[Records from a data source]
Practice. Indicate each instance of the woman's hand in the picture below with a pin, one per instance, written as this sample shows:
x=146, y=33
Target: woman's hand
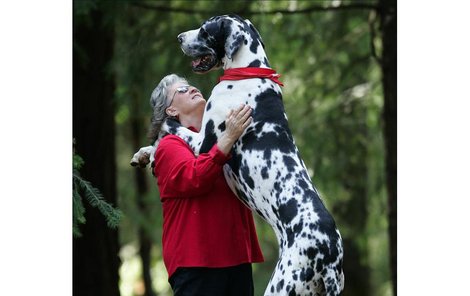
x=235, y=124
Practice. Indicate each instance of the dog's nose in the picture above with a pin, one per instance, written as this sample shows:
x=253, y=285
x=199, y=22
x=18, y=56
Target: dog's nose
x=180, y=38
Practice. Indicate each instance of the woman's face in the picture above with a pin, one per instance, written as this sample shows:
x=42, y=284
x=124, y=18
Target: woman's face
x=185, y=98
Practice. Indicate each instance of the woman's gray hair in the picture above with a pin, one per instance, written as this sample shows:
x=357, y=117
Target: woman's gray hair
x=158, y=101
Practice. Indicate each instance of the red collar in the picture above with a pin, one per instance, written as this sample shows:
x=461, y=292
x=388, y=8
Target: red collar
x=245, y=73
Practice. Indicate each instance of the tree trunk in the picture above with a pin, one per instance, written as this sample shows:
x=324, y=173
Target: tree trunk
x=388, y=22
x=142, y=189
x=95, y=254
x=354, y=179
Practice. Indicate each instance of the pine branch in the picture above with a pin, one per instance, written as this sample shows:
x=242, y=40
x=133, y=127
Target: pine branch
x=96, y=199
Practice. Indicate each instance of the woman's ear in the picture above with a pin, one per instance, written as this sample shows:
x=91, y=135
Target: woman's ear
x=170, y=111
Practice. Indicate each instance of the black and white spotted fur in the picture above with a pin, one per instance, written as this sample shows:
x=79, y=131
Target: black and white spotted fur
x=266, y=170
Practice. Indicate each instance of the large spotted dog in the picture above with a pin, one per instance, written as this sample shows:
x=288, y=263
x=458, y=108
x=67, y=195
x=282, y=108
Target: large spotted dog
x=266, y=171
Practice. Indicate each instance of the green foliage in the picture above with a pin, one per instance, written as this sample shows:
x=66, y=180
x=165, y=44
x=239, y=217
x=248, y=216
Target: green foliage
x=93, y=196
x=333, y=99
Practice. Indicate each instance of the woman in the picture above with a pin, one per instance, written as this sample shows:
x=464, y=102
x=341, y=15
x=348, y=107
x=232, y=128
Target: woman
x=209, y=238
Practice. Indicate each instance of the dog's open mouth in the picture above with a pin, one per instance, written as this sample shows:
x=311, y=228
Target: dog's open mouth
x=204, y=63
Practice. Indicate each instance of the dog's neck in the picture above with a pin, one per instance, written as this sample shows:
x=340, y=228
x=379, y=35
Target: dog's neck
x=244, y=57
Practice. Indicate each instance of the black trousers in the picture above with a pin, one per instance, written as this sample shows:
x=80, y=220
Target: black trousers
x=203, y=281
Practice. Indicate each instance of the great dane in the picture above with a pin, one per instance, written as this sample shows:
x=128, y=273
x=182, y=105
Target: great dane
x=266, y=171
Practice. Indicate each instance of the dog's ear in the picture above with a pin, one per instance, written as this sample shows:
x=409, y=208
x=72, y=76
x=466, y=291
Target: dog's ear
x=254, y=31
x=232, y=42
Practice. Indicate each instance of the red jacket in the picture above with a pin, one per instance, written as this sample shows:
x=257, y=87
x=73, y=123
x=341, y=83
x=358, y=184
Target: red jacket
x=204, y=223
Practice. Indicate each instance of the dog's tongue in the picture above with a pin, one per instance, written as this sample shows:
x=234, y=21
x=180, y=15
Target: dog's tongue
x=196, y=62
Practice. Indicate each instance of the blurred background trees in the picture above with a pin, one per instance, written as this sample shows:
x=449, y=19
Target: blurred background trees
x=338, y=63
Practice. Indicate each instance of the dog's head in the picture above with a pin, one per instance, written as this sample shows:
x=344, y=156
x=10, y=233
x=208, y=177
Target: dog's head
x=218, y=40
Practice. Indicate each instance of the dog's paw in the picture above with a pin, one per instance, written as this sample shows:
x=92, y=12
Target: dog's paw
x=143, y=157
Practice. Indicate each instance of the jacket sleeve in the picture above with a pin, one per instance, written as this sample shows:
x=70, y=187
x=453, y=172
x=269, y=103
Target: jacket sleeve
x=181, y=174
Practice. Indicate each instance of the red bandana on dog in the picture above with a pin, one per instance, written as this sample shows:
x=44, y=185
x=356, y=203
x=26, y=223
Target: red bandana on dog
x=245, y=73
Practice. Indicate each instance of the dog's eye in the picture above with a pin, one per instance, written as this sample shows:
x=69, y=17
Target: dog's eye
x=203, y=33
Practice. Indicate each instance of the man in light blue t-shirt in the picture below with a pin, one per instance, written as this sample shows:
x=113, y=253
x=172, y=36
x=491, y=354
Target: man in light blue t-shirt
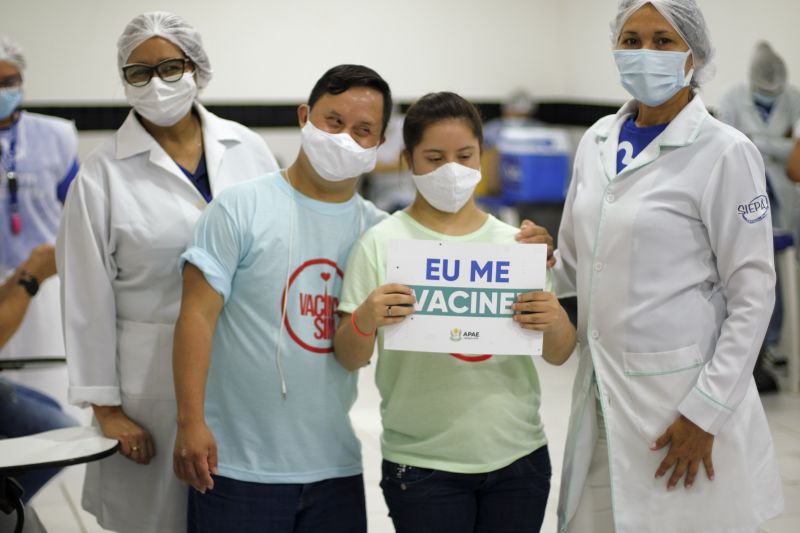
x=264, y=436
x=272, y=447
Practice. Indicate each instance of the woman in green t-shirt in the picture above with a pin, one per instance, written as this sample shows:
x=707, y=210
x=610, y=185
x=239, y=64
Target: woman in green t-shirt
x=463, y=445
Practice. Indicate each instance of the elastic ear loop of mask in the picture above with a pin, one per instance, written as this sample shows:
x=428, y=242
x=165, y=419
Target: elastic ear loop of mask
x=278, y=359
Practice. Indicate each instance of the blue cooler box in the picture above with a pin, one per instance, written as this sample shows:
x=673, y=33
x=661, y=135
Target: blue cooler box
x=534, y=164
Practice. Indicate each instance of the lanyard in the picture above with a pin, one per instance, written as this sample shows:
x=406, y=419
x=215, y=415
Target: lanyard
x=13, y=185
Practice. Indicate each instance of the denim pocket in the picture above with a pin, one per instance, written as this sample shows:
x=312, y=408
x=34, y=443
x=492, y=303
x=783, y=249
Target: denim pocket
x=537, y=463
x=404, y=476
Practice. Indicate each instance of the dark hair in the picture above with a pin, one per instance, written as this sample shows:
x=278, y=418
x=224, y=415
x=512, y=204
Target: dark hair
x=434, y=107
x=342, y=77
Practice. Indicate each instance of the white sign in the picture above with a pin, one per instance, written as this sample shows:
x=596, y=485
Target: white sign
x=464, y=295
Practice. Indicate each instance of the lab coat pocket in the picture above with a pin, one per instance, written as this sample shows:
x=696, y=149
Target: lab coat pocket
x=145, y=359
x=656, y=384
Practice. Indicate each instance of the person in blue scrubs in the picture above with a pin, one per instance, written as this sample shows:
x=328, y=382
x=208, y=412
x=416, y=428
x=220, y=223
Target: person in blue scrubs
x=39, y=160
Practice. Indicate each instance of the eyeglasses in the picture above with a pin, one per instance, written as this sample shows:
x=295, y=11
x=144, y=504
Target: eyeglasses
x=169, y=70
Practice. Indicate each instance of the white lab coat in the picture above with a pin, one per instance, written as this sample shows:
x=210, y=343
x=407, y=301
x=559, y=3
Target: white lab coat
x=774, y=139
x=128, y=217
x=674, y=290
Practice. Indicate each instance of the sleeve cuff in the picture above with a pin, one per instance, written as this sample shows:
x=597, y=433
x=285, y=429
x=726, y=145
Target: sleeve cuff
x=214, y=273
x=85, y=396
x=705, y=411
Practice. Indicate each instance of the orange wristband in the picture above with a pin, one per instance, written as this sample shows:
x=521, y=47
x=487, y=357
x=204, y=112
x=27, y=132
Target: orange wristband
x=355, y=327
* * *
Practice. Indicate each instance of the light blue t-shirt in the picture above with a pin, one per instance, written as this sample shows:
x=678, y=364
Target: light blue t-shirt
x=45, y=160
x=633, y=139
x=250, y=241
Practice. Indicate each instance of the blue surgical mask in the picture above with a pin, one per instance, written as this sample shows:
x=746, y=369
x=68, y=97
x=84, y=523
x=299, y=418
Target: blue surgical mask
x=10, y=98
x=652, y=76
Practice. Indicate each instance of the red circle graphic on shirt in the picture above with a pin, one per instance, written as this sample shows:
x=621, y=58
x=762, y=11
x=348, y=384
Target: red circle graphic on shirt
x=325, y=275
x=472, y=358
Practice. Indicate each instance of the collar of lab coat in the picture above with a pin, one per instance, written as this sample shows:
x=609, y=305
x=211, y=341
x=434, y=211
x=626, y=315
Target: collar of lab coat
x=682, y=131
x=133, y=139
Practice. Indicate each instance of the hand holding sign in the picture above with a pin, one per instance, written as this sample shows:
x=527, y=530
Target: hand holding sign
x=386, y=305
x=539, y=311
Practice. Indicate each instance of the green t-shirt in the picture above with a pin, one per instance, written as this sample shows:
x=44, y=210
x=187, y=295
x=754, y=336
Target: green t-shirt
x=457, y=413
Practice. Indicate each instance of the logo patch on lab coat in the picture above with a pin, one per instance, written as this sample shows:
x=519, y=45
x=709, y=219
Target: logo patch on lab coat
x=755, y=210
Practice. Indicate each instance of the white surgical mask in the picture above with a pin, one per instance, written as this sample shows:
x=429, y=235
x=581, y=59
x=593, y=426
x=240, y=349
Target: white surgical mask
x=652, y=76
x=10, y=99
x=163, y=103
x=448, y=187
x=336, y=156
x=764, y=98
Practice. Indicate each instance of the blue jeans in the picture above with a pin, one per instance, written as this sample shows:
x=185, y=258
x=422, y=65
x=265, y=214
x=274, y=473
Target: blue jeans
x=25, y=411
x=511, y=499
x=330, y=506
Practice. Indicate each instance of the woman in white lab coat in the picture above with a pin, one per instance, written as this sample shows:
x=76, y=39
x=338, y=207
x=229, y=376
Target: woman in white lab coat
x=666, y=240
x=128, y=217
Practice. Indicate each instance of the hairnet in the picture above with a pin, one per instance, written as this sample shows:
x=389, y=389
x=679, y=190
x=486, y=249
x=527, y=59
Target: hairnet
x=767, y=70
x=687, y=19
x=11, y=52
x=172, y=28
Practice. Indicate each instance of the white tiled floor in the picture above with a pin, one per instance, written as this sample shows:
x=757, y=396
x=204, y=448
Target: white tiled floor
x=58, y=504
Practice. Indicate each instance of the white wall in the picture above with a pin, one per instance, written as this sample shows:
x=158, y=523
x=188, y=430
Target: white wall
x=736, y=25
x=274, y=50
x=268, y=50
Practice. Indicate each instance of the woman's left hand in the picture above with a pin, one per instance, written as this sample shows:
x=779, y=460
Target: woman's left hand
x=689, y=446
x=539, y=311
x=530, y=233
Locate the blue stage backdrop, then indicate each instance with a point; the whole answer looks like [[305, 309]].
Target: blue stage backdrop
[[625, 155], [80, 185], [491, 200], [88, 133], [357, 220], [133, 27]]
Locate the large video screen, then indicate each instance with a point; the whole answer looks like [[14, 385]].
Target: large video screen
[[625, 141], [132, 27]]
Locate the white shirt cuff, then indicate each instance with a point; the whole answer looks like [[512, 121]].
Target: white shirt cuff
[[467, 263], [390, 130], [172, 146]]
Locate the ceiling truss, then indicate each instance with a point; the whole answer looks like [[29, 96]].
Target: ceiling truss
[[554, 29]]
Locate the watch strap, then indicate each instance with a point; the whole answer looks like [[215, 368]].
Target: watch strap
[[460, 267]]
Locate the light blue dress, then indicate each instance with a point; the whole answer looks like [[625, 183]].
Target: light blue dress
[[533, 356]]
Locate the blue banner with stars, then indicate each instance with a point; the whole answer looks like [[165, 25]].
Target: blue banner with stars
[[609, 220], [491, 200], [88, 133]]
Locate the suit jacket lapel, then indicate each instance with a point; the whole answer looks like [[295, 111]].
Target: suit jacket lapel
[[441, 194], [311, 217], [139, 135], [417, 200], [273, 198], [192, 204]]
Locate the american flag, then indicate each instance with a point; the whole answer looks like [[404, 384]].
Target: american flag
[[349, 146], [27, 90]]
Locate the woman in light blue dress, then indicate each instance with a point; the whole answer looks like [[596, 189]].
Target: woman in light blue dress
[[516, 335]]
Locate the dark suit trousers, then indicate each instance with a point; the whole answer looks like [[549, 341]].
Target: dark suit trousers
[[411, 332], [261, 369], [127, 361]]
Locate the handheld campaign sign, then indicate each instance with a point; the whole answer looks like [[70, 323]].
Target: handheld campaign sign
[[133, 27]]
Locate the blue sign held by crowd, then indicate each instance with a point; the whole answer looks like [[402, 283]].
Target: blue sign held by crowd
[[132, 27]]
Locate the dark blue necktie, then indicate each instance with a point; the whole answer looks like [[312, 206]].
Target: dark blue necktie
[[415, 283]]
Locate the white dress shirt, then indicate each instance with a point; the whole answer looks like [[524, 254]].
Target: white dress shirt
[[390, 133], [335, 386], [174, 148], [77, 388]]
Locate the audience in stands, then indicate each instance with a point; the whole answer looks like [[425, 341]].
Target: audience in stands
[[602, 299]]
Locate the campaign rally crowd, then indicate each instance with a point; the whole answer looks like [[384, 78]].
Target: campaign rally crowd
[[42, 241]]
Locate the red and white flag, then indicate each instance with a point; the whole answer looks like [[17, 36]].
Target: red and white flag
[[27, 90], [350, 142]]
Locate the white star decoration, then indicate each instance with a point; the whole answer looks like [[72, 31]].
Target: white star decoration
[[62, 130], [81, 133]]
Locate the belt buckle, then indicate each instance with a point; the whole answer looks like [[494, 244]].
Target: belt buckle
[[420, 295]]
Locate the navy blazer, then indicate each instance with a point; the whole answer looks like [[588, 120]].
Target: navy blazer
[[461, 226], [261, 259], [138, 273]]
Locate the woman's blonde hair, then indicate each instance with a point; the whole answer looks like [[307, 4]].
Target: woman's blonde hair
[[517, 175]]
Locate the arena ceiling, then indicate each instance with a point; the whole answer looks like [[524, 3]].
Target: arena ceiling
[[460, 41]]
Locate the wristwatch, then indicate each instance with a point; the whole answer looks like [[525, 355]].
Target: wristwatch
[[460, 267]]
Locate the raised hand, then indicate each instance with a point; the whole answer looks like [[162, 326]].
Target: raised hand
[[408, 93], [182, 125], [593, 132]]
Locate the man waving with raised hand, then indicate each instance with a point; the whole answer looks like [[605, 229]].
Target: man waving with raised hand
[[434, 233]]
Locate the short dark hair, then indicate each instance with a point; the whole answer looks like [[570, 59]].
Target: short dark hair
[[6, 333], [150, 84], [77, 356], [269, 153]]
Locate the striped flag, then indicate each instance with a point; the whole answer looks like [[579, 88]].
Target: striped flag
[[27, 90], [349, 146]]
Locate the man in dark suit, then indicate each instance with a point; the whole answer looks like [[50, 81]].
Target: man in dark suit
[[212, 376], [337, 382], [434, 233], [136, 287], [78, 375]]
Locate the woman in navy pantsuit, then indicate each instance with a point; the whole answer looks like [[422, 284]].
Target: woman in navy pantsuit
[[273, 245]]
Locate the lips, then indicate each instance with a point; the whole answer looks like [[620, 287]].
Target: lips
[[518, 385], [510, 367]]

→ **The task**:
Which lines hold the string "below"? Copy all of them from the data above.

→ **Exercise result**:
Practice. Indicate each instance of the woman's hand in the picture below with a pin, one per instance, written as this sample shows:
Practice. Indicate each instance of the man in light blue t-shirt in the picture below with a pin, one per instance, written as this sample shows:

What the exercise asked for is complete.